So there is no evidence that the electron is anything but a point particle, yet a non-zero size has not been ruled out either.
New Measurement of the Electron Magnetic Moment Using a One-Electron Quantum Cyclotron Phys. Rev. Lett. 97, 030801 (2006) (more-official link) shows that any radius of the electron is less than $10^{-18}$ meters.
See also the related webpage Limit on Electron Substructure
Solution 2:
Atoms are composed of a positively charged nucleus and an outer shell of negatively charged electrons. When two atoms come into close proximity, their electron shells repel, preventing the atoms from sharing the same space. The "volume" of an object can generally be understood as the total measure of space that is unavailable for other objects to occupy, as the electron shells of the atoms of the two objects would repel, preventing the intruding object from entering that space.
This macroscopic conception does not apply to an electron. However, there are other measures of an electron that can be considered analogous to the dimensions of macroscopic objects. For instance, quantum mechanics states that all objects exhibit both wave-like and particle-like behavior (although, for larger objects, the wave-like behavior is insignificant). When an electron is analyzed as a wave, that wave has a wavelength, which is called the electron's "de Broglie wavelength". There is also a phenomenon called Compton scattering for which there is a characteristic length that is used in modeling the interaction between a photon and an electron. One could also ask "For what distance would putting two electrons at that distance require more energy than the mass-energy of the electrons?"

> _Stored rows_:
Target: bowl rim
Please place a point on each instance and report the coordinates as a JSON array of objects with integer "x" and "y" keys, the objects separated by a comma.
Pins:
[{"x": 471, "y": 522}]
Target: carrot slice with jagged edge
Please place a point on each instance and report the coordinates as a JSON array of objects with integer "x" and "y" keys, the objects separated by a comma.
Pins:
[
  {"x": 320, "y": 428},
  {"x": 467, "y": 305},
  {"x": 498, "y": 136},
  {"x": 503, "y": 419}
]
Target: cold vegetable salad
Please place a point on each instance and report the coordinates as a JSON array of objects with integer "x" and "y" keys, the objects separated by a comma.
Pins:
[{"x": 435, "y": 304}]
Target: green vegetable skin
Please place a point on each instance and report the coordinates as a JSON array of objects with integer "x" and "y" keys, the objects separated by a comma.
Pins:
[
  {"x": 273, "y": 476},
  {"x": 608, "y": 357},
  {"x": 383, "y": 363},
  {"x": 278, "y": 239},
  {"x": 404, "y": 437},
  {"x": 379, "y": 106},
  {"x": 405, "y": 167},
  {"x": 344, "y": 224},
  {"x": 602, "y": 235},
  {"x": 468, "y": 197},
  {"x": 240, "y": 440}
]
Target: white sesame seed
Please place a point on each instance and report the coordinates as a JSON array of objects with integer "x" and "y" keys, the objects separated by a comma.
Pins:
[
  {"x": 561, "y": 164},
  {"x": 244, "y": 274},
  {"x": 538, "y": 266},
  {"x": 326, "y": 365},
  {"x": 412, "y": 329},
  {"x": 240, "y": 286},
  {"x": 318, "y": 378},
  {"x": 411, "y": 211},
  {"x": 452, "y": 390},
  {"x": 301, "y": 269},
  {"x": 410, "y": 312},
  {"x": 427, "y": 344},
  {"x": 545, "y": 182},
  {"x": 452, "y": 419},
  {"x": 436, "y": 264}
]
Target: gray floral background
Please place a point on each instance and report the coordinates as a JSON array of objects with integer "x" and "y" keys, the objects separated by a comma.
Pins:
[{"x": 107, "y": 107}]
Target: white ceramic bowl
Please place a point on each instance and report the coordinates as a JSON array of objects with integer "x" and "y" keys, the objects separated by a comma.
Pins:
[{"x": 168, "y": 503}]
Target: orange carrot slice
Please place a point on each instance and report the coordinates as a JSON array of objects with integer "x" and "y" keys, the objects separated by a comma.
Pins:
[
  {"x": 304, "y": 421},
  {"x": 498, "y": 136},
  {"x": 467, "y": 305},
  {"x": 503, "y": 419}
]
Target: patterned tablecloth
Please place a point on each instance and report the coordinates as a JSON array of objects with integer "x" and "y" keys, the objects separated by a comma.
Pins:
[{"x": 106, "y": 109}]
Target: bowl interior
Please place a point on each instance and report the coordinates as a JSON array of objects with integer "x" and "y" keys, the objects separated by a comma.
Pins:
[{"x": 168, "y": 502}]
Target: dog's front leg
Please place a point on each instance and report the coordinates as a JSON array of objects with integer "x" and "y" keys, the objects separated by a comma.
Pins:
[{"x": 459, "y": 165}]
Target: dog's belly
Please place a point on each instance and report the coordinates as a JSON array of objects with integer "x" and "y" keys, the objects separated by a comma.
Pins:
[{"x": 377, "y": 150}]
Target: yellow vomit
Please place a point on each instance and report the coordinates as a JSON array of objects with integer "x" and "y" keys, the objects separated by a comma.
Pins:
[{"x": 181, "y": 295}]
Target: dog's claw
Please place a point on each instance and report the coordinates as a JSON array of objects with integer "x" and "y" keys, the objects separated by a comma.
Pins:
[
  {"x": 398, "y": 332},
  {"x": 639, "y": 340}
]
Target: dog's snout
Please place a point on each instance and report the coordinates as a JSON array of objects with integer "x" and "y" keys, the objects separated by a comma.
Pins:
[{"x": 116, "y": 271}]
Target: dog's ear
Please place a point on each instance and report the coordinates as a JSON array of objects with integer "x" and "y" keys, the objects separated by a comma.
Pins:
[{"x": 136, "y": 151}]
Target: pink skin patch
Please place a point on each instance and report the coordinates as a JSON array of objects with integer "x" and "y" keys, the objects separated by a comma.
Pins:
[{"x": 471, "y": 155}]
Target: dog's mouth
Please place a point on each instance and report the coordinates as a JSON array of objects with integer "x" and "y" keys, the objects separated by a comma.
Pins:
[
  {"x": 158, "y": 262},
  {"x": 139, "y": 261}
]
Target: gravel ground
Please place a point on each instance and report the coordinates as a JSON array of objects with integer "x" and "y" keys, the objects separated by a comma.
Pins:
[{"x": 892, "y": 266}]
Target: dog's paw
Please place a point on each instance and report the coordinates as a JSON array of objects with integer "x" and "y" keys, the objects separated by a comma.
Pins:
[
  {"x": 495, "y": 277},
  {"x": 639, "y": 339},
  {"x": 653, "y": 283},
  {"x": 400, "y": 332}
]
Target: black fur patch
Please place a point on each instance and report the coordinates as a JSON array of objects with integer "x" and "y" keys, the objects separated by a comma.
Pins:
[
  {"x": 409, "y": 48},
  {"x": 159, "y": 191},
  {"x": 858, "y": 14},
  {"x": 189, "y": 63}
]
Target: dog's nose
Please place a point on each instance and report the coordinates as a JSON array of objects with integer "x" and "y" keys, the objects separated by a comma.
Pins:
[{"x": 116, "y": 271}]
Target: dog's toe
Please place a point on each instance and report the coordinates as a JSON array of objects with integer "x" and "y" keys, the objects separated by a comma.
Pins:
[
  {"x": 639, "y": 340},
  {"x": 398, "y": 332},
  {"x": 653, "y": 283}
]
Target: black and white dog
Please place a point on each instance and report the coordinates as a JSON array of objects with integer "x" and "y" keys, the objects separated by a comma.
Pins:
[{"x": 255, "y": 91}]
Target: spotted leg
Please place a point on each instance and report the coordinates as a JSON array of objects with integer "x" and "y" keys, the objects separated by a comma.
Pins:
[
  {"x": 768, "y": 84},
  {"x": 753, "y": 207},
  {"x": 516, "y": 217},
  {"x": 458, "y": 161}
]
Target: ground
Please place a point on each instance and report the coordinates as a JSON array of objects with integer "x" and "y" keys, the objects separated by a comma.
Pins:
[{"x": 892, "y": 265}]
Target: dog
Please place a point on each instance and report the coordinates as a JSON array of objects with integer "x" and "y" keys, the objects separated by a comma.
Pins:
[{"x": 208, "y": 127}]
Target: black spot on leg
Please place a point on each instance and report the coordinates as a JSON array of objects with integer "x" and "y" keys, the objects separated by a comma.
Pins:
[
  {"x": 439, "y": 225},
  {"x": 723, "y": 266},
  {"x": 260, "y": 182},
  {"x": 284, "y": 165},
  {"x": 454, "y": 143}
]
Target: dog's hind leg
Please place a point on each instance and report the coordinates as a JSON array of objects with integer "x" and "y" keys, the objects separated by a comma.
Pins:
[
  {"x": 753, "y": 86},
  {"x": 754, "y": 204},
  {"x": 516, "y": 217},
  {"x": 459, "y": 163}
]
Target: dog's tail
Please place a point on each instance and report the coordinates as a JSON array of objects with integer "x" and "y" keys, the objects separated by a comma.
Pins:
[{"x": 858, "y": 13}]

> _Problem_:
Reproduce the passage on electron size verbatim, between "See also the" and "entering that space.", inclusive.

> _Written response_:
See also the related webpage Limit on Electron Substructure
Solution 2:
Atoms are composed of a positively charged nucleus and an outer shell of negatively charged electrons. When two atoms come into close proximity, their electron shells repel, preventing the atoms from sharing the same space. The "volume" of an object can generally be understood as the total measure of space that is unavailable for other objects to occupy, as the electron shells of the atoms of the two objects would repel, preventing the intruding object from entering that space.